### [Your goal]
Could you rewrite the material starting at its beginning and ending at the line containing "x=342 y=177", both included, with "single marker" swapped for "single point" and everything else unchanged? Leave out the pictures.

Pointing dataset excerpts
»»
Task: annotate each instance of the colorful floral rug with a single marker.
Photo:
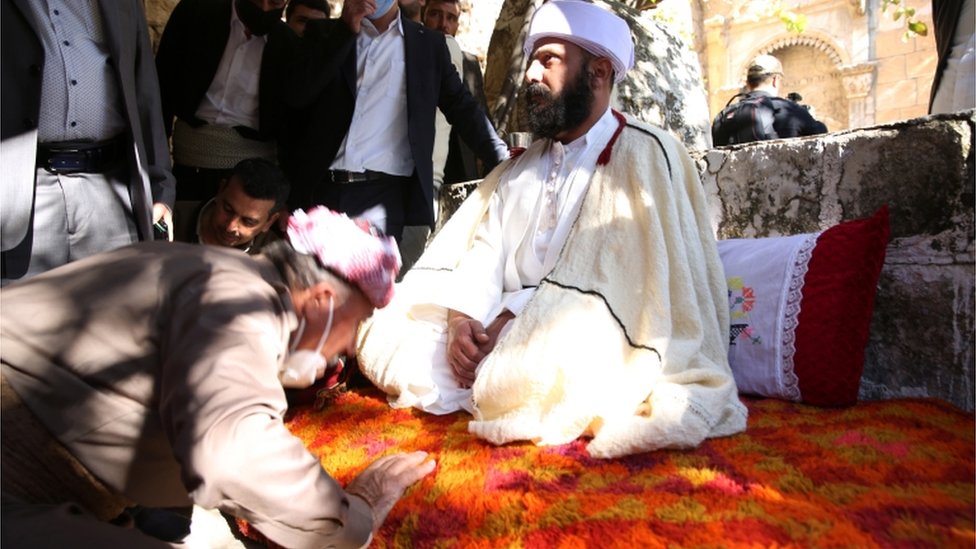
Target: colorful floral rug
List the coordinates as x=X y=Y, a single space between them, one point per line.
x=896 y=473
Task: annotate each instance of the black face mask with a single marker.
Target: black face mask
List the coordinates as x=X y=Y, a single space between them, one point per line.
x=256 y=20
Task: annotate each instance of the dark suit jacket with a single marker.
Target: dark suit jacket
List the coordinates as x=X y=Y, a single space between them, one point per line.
x=462 y=164
x=22 y=72
x=322 y=87
x=189 y=53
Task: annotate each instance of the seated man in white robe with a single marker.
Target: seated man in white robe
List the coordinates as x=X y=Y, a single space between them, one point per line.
x=578 y=291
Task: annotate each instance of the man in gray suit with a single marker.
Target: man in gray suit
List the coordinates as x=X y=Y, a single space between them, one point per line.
x=85 y=161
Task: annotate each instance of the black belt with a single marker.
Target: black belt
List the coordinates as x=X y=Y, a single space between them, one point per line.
x=80 y=156
x=342 y=177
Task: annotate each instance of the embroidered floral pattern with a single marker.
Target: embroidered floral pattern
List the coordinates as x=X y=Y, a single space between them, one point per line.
x=742 y=298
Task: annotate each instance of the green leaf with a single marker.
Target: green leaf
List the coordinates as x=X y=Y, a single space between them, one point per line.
x=919 y=28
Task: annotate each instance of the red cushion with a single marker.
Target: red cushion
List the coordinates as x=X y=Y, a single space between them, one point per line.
x=835 y=311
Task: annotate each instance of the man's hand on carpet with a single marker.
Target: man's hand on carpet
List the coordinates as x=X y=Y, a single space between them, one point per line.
x=382 y=483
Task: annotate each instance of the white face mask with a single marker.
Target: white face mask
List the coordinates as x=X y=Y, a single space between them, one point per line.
x=303 y=367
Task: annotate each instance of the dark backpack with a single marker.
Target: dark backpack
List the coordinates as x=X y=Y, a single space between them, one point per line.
x=748 y=119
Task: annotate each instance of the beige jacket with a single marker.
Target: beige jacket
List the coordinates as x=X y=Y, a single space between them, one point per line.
x=156 y=366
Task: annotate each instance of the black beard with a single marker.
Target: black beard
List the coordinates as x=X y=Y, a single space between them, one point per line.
x=557 y=114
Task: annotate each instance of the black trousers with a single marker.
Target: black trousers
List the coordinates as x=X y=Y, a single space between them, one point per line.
x=354 y=198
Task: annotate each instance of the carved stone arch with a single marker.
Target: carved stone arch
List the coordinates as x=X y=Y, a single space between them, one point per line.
x=815 y=66
x=837 y=55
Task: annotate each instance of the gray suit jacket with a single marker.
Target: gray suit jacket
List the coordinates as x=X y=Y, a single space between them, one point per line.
x=21 y=72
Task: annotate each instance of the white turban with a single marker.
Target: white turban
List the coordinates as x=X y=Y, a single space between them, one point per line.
x=587 y=25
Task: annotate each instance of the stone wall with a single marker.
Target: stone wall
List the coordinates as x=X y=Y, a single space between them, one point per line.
x=922 y=331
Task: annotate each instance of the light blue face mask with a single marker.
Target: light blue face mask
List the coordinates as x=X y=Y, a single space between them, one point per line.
x=382 y=6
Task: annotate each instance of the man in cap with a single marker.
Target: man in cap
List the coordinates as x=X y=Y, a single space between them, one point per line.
x=760 y=113
x=578 y=291
x=154 y=374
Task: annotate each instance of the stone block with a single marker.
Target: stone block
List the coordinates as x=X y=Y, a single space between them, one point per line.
x=891 y=69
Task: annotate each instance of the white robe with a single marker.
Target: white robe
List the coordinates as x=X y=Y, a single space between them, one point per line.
x=625 y=338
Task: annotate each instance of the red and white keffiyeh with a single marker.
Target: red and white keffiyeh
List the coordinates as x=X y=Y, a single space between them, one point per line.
x=348 y=247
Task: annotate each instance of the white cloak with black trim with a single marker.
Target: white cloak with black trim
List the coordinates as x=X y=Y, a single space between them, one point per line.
x=624 y=341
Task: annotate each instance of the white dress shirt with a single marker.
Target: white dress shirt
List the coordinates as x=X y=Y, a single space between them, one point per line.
x=377 y=138
x=232 y=98
x=80 y=96
x=528 y=219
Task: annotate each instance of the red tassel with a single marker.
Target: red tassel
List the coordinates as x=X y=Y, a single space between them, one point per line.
x=604 y=158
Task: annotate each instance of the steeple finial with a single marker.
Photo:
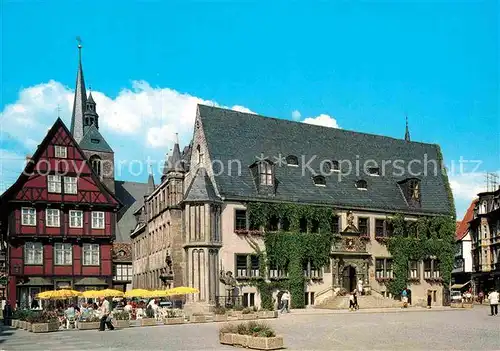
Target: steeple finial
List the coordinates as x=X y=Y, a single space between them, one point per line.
x=79 y=104
x=407 y=132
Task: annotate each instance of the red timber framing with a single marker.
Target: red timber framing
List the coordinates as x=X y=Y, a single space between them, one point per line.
x=68 y=227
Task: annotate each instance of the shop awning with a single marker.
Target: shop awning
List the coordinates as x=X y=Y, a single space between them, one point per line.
x=459 y=286
x=92 y=281
x=36 y=281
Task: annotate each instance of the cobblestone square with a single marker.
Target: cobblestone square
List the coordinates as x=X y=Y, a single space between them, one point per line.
x=303 y=330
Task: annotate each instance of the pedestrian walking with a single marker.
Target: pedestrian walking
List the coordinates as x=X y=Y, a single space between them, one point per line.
x=352 y=304
x=105 y=313
x=493 y=298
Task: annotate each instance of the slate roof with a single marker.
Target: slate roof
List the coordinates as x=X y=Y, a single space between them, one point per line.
x=201 y=188
x=89 y=141
x=463 y=227
x=131 y=194
x=232 y=135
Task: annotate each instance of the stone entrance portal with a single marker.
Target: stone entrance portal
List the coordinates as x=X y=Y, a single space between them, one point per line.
x=349 y=278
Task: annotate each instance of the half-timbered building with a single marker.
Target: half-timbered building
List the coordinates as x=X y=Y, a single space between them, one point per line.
x=59 y=219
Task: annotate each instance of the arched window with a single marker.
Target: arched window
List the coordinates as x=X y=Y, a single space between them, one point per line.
x=199 y=154
x=95 y=163
x=266 y=173
x=361 y=184
x=319 y=180
x=292 y=160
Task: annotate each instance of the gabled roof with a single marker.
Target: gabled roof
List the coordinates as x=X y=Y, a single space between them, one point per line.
x=94 y=141
x=29 y=168
x=131 y=194
x=463 y=227
x=232 y=135
x=201 y=188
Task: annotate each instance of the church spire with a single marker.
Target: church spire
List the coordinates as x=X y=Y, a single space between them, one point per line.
x=407 y=132
x=79 y=104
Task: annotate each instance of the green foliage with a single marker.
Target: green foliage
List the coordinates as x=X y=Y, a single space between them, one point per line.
x=291 y=249
x=251 y=328
x=427 y=237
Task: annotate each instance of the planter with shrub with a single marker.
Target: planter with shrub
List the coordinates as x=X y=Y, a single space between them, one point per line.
x=247 y=314
x=90 y=323
x=174 y=316
x=121 y=319
x=150 y=319
x=252 y=335
x=220 y=314
x=43 y=322
x=197 y=318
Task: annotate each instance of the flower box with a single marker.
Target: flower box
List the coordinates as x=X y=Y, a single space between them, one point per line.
x=252 y=342
x=241 y=340
x=88 y=325
x=262 y=343
x=45 y=327
x=247 y=316
x=197 y=319
x=148 y=322
x=174 y=320
x=267 y=314
x=121 y=323
x=220 y=318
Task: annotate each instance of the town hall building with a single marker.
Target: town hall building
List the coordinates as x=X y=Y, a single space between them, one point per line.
x=195 y=227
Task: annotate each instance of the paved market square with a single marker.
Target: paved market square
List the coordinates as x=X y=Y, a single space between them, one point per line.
x=303 y=330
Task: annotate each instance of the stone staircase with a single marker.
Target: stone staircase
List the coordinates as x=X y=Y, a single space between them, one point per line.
x=366 y=301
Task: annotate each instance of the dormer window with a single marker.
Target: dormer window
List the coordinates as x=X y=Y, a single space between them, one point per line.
x=266 y=173
x=374 y=171
x=292 y=160
x=335 y=166
x=361 y=185
x=411 y=191
x=319 y=181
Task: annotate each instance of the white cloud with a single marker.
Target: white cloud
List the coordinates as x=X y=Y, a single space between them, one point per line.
x=296 y=115
x=322 y=120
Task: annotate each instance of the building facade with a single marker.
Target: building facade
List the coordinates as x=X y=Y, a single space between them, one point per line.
x=198 y=221
x=485 y=232
x=462 y=269
x=60 y=222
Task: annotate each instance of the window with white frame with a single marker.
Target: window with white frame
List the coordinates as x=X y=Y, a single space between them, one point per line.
x=63 y=254
x=123 y=272
x=28 y=216
x=413 y=265
x=97 y=220
x=33 y=253
x=70 y=185
x=53 y=218
x=54 y=183
x=90 y=254
x=75 y=219
x=60 y=151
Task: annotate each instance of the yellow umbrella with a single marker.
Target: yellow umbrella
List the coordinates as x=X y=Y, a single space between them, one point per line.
x=158 y=293
x=91 y=294
x=182 y=290
x=137 y=293
x=58 y=294
x=111 y=293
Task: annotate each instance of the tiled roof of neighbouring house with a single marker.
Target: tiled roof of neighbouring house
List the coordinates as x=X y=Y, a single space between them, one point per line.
x=463 y=228
x=233 y=135
x=131 y=194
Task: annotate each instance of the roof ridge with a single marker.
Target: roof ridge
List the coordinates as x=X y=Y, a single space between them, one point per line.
x=403 y=142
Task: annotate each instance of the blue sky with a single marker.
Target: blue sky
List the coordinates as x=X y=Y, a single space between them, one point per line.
x=363 y=65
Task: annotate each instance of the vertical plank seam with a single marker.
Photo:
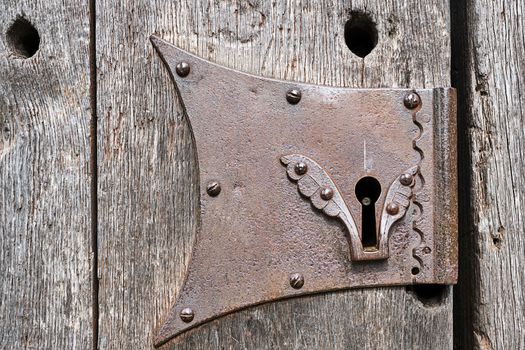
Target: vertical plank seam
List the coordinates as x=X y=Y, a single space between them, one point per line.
x=463 y=297
x=94 y=171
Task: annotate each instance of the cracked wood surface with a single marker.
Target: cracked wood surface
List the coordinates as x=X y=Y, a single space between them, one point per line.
x=45 y=249
x=491 y=78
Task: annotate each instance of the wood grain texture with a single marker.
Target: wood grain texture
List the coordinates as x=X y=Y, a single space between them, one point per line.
x=147 y=169
x=45 y=250
x=491 y=77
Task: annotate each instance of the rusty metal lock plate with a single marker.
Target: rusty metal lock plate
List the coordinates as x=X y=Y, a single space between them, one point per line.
x=307 y=188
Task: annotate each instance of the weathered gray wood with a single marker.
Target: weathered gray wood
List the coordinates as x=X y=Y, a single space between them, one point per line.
x=491 y=78
x=45 y=250
x=147 y=173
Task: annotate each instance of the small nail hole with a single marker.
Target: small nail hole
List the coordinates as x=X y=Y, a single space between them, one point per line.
x=429 y=294
x=22 y=38
x=360 y=33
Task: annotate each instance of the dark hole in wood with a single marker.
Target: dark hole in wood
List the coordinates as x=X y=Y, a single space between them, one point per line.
x=367 y=191
x=22 y=38
x=360 y=33
x=429 y=294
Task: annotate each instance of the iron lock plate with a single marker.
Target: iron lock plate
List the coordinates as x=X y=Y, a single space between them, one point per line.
x=280 y=166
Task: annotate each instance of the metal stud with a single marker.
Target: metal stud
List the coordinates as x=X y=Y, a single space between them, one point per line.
x=327 y=193
x=186 y=315
x=297 y=281
x=392 y=208
x=293 y=96
x=412 y=100
x=301 y=168
x=406 y=179
x=213 y=188
x=183 y=69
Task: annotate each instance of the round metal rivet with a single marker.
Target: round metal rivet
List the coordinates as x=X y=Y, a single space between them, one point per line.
x=412 y=100
x=301 y=168
x=213 y=188
x=392 y=208
x=293 y=96
x=187 y=315
x=297 y=281
x=406 y=179
x=183 y=69
x=327 y=193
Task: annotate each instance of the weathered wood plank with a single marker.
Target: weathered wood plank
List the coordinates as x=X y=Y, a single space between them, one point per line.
x=491 y=78
x=45 y=246
x=147 y=174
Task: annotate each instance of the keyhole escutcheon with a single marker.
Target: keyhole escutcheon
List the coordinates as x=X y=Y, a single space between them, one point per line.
x=367 y=191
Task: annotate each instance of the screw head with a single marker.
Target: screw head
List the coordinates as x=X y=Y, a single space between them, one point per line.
x=213 y=188
x=327 y=193
x=301 y=168
x=183 y=69
x=412 y=100
x=392 y=208
x=186 y=315
x=296 y=280
x=293 y=96
x=406 y=179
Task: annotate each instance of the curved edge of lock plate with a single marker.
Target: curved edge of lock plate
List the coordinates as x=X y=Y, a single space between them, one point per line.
x=204 y=294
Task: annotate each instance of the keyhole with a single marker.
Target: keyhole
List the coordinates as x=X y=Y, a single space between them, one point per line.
x=367 y=191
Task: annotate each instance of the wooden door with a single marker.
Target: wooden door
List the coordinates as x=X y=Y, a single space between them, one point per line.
x=98 y=196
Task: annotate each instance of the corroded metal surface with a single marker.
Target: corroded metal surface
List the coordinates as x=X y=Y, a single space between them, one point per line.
x=279 y=162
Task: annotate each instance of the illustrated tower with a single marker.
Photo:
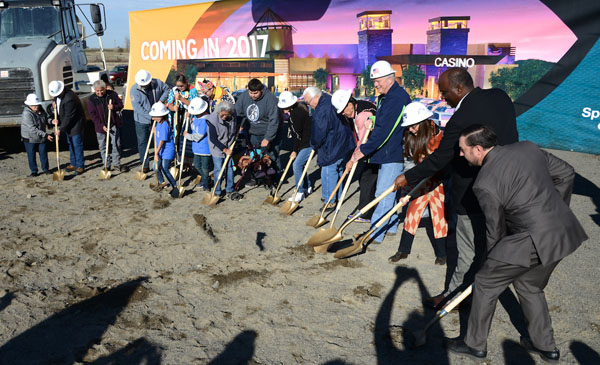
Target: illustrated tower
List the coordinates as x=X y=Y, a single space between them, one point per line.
x=374 y=36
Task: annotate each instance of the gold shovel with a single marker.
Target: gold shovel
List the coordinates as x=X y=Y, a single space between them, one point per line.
x=140 y=175
x=319 y=220
x=58 y=175
x=274 y=199
x=420 y=337
x=325 y=237
x=290 y=207
x=179 y=187
x=359 y=244
x=173 y=170
x=105 y=174
x=211 y=199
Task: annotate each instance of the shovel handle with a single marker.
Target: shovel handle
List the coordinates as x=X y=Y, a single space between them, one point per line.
x=366 y=208
x=148 y=145
x=223 y=169
x=56 y=139
x=185 y=126
x=456 y=301
x=346 y=187
x=400 y=204
x=312 y=153
x=107 y=135
x=337 y=186
x=287 y=167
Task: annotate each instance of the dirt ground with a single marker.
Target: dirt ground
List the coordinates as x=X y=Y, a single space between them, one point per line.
x=110 y=272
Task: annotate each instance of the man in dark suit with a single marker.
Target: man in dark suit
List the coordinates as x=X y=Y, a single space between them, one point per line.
x=71 y=122
x=473 y=105
x=524 y=193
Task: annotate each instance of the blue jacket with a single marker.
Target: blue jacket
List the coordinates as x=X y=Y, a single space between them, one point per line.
x=385 y=143
x=140 y=102
x=330 y=138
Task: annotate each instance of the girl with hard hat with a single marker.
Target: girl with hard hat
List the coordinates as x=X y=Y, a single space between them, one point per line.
x=358 y=112
x=199 y=139
x=421 y=138
x=33 y=133
x=164 y=153
x=300 y=128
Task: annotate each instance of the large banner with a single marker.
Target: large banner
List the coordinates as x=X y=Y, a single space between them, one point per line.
x=543 y=53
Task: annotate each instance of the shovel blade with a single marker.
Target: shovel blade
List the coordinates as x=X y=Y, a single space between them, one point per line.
x=140 y=176
x=105 y=175
x=285 y=207
x=323 y=236
x=58 y=175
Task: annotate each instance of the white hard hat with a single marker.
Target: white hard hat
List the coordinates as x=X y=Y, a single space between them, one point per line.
x=414 y=113
x=56 y=88
x=197 y=106
x=286 y=99
x=340 y=99
x=143 y=77
x=381 y=69
x=158 y=110
x=32 y=99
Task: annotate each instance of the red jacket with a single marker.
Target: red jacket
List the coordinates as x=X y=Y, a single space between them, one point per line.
x=98 y=113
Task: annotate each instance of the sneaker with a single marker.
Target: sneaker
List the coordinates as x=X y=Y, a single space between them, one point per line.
x=298 y=198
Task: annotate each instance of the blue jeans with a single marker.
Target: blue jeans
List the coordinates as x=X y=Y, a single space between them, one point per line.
x=298 y=166
x=385 y=178
x=330 y=175
x=31 y=148
x=218 y=162
x=76 y=150
x=142 y=132
x=163 y=169
x=273 y=150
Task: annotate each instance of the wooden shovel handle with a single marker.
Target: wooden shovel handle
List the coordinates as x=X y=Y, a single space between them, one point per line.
x=348 y=182
x=456 y=301
x=312 y=153
x=148 y=145
x=107 y=135
x=185 y=126
x=56 y=138
x=340 y=181
x=287 y=167
x=400 y=204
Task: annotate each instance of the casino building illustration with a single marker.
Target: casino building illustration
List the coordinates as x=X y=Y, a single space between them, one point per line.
x=290 y=66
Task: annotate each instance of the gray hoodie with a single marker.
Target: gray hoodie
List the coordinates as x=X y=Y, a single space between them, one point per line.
x=33 y=125
x=261 y=116
x=221 y=134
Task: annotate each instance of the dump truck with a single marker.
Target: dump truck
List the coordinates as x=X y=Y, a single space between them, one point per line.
x=41 y=41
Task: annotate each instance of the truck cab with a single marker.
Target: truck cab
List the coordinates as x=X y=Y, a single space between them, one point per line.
x=41 y=41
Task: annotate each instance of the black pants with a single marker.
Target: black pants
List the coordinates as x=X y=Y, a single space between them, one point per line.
x=439 y=244
x=367 y=181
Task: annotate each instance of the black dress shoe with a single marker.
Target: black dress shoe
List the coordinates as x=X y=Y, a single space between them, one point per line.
x=461 y=348
x=548 y=356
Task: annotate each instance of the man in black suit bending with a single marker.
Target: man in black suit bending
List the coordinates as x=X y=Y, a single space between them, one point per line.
x=492 y=107
x=524 y=193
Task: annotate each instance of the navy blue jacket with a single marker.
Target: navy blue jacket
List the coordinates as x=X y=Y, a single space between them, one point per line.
x=330 y=138
x=379 y=148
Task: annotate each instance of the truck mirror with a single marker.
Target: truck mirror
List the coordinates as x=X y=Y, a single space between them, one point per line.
x=99 y=29
x=96 y=15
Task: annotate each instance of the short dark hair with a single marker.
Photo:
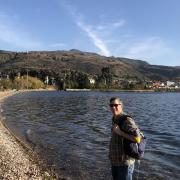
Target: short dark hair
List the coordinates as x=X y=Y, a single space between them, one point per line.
x=116 y=98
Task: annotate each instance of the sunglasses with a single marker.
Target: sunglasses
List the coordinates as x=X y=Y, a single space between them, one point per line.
x=114 y=105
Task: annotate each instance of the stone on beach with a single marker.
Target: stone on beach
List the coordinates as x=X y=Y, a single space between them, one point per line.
x=16 y=161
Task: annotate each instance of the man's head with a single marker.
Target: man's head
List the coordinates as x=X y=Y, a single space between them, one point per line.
x=116 y=106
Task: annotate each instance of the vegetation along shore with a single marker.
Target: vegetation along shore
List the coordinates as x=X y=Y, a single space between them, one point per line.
x=17 y=161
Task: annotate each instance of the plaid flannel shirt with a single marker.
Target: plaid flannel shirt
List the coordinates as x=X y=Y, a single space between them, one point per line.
x=117 y=155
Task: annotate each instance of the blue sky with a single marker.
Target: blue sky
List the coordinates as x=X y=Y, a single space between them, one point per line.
x=148 y=30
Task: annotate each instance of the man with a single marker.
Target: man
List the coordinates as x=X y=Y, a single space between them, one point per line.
x=122 y=165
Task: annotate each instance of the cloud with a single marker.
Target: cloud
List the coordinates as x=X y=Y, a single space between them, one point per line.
x=88 y=29
x=97 y=41
x=11 y=34
x=57 y=45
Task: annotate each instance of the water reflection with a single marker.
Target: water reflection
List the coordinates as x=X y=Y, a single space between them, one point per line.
x=71 y=130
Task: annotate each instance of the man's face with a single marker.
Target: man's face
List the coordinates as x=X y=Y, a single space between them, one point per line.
x=116 y=107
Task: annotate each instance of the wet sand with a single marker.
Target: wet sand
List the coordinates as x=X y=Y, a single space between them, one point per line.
x=17 y=161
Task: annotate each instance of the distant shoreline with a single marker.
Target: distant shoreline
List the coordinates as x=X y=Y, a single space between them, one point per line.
x=110 y=90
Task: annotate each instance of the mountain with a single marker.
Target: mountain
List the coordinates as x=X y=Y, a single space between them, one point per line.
x=56 y=63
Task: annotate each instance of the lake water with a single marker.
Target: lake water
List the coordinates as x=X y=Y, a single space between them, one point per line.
x=71 y=130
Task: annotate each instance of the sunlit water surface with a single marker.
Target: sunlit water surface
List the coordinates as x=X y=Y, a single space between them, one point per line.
x=71 y=130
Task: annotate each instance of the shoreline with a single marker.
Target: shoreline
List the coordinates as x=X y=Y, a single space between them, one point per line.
x=16 y=160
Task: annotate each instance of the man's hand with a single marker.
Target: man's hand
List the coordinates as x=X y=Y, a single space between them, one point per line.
x=116 y=129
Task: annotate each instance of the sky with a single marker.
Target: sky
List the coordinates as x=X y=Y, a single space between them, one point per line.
x=147 y=30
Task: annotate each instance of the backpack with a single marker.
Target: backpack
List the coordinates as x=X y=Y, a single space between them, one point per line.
x=132 y=149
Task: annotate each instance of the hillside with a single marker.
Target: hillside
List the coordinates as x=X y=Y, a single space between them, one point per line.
x=57 y=63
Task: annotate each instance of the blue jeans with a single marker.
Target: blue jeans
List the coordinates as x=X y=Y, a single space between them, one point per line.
x=122 y=172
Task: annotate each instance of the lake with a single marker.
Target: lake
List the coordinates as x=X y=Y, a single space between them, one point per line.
x=71 y=130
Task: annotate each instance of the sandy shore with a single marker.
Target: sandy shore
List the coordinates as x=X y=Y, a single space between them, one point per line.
x=16 y=161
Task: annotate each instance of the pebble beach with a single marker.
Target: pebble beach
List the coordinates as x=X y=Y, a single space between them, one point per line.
x=16 y=161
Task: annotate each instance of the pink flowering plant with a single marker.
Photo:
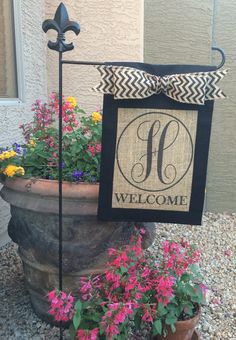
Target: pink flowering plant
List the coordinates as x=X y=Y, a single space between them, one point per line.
x=137 y=291
x=38 y=155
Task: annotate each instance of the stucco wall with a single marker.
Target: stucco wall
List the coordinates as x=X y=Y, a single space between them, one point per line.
x=110 y=31
x=183 y=32
x=31 y=14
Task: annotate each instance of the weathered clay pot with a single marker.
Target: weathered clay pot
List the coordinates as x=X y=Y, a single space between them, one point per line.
x=34 y=227
x=185 y=330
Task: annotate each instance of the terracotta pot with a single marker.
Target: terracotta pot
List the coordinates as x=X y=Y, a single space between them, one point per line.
x=185 y=330
x=34 y=227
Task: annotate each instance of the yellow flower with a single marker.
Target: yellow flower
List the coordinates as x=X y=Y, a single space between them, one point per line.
x=72 y=101
x=7 y=155
x=96 y=117
x=32 y=143
x=12 y=170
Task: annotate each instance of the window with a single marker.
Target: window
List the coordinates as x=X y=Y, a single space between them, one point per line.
x=10 y=52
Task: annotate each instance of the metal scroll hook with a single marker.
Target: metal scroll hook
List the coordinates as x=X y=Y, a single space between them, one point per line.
x=222 y=56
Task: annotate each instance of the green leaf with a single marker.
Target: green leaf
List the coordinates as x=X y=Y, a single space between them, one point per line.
x=157 y=327
x=170 y=319
x=123 y=270
x=76 y=320
x=78 y=306
x=161 y=309
x=72 y=331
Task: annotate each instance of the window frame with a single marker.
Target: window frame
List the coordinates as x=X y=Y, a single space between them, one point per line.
x=19 y=58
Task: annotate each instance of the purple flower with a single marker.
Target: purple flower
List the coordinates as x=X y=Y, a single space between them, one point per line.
x=77 y=174
x=17 y=148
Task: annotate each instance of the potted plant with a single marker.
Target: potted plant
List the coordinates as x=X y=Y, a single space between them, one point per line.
x=137 y=291
x=29 y=173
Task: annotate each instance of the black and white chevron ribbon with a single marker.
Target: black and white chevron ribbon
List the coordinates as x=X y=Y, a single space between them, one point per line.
x=130 y=83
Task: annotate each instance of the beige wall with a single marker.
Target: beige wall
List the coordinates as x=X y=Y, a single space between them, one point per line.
x=110 y=31
x=35 y=85
x=183 y=31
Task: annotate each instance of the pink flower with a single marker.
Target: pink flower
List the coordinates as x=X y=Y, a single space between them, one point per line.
x=85 y=334
x=98 y=147
x=91 y=149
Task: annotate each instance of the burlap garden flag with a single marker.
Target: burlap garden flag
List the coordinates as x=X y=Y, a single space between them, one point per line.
x=156 y=132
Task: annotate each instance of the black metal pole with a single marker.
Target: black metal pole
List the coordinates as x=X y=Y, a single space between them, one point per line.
x=60 y=171
x=60 y=160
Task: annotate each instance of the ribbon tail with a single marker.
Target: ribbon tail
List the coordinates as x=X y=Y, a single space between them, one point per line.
x=106 y=84
x=213 y=91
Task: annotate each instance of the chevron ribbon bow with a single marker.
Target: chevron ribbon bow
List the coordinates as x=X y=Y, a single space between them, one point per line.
x=130 y=83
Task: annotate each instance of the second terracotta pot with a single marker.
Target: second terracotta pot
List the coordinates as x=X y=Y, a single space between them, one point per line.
x=185 y=330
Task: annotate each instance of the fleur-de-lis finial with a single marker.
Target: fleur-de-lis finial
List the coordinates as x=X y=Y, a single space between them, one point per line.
««
### [Right answer]
Task: annotate each instance of the colorful floral rug with a single point.
Photo:
Target: colorful floral rug
List the coordinates as x=X y=Y, a single space between them, one point per line.
x=896 y=473
Task: annotate each instance of the black face mask with a single point.
Target: black face mask
List the coordinates as x=X y=Y, a single space between them, one point per line.
x=256 y=20
Task: annotate each instance of the dark suit jacket with a single point.
Target: dark suit jacket
List the coordinates as x=X y=Y, a single space between them, one point per line.
x=462 y=164
x=22 y=72
x=322 y=87
x=189 y=53
Task: annotate each instance of the seated man in white robe with a single point.
Target: seated man in white robe
List the coordinates as x=X y=Y, a single space between them, one point per line.
x=578 y=291
Task: annotate each instance of the man in gray suit with a single point.
Target: man in gray suit
List the coordinates as x=X y=Y, a single space between them, one point per line.
x=85 y=161
Task: annotate each instance of the black belt with a single point.
Target: black belt
List the coordinates as x=X y=Y, a single space between them, one point per line.
x=80 y=156
x=342 y=177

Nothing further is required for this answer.